**Work to complete:** Every line from the top of the records through the line containing "<point>46,257</point>" should be retyped exactly; the pictures should not.

(Natural-language object grounding data)
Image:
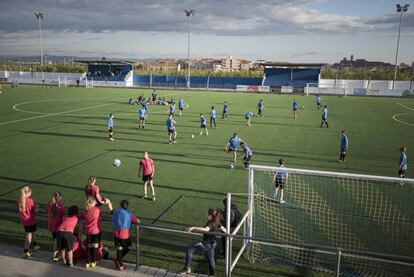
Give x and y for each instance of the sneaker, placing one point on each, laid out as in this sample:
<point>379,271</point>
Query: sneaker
<point>185,271</point>
<point>26,255</point>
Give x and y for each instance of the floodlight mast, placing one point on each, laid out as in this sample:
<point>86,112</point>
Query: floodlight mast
<point>188,13</point>
<point>400,9</point>
<point>39,17</point>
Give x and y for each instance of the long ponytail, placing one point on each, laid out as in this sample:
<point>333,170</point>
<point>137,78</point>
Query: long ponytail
<point>24,191</point>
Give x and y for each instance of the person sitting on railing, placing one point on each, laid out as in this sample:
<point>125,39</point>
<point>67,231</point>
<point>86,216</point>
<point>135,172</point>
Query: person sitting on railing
<point>208,245</point>
<point>121,222</point>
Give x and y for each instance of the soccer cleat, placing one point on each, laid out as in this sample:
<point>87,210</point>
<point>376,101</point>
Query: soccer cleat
<point>185,271</point>
<point>26,255</point>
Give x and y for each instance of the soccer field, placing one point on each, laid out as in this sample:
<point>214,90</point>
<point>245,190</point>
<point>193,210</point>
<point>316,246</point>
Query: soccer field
<point>54,138</point>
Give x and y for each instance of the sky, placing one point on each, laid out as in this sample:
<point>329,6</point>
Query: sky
<point>274,30</point>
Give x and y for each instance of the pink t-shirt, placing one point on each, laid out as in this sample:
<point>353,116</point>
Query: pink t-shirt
<point>124,233</point>
<point>55,220</point>
<point>92,221</point>
<point>69,223</point>
<point>147,166</point>
<point>28,216</point>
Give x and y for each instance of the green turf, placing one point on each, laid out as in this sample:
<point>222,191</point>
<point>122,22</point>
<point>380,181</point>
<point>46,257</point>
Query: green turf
<point>56,137</point>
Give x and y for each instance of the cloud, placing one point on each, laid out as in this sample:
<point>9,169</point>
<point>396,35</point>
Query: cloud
<point>236,17</point>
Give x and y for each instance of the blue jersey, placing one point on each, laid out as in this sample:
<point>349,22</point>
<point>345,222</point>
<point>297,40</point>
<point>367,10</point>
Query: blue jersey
<point>281,176</point>
<point>170,123</point>
<point>248,115</point>
<point>172,108</point>
<point>344,141</point>
<point>225,107</point>
<point>403,162</point>
<point>110,123</point>
<point>142,112</point>
<point>325,113</point>
<point>234,143</point>
<point>295,104</point>
<point>247,151</point>
<point>213,114</point>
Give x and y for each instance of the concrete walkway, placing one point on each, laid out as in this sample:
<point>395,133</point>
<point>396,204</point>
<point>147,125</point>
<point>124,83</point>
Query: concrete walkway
<point>40,264</point>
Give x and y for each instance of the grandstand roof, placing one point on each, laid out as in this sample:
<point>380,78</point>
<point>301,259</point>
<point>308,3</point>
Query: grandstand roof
<point>104,62</point>
<point>291,65</point>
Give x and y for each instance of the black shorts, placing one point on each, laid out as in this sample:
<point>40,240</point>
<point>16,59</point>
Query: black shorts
<point>30,229</point>
<point>124,243</point>
<point>146,178</point>
<point>96,238</point>
<point>279,185</point>
<point>65,240</point>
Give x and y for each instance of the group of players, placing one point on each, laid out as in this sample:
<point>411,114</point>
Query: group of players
<point>67,243</point>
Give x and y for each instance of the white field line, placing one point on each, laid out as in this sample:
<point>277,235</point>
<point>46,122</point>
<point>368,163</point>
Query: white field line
<point>52,114</point>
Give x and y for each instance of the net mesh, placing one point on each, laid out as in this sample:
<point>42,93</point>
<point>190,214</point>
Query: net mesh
<point>345,212</point>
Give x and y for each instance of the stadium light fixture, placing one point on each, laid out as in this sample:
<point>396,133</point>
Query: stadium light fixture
<point>400,9</point>
<point>40,17</point>
<point>189,13</point>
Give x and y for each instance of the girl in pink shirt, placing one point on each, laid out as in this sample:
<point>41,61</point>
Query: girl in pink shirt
<point>55,212</point>
<point>27,212</point>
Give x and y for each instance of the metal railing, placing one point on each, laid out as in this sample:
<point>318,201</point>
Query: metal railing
<point>338,252</point>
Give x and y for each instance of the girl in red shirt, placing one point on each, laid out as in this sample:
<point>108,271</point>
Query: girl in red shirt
<point>27,212</point>
<point>65,237</point>
<point>55,212</point>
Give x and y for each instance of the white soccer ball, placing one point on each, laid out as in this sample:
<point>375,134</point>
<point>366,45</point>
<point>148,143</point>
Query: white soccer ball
<point>117,163</point>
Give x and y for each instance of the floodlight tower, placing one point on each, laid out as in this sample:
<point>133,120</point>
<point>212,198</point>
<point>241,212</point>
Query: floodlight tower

**Solution to this problem:**
Image:
Give x and y for each instance of the sneaker, placing one point on each, laid out as in this sample:
<point>379,271</point>
Query: sneaker
<point>185,271</point>
<point>26,255</point>
Give x and y for each instance of the floodlight mast, placing one point on each, laid out as in this sample:
<point>86,112</point>
Query: floodlight mast
<point>188,13</point>
<point>400,9</point>
<point>39,17</point>
Give x and y for each instance of the long ponytail, placing one point on each, laid out as in this sample:
<point>333,170</point>
<point>137,78</point>
Query: long ponytail
<point>24,191</point>
Give x and y for each instance of the person sitting on railing, placing one point on each, laid out as in this sample:
<point>125,39</point>
<point>67,231</point>
<point>86,216</point>
<point>135,172</point>
Query: person sitting on railing
<point>208,245</point>
<point>121,222</point>
Give x and y for each instance of the soccer cleat, placing one point on each, laid out as in this sample:
<point>87,210</point>
<point>376,101</point>
Query: soccer cleat
<point>185,271</point>
<point>26,255</point>
Give x and y for each instance of the soccer field, placing one point on each, laid out as in this sample:
<point>214,90</point>
<point>245,190</point>
<point>193,210</point>
<point>316,246</point>
Query: soccer field
<point>54,138</point>
Give x and y for each instance of the sky, placing one point on each, laid out as in this sample:
<point>329,6</point>
Query: sky
<point>274,30</point>
Give x and y for each instance of the pink t-shirt, placing one point on each, laid out as in this sample:
<point>353,116</point>
Query: pink t-shirt
<point>124,233</point>
<point>55,220</point>
<point>92,221</point>
<point>69,223</point>
<point>147,166</point>
<point>28,216</point>
Give x and y for each instance of the green turf, placing one point on each, laid out as in this sample:
<point>222,191</point>
<point>122,22</point>
<point>380,181</point>
<point>46,257</point>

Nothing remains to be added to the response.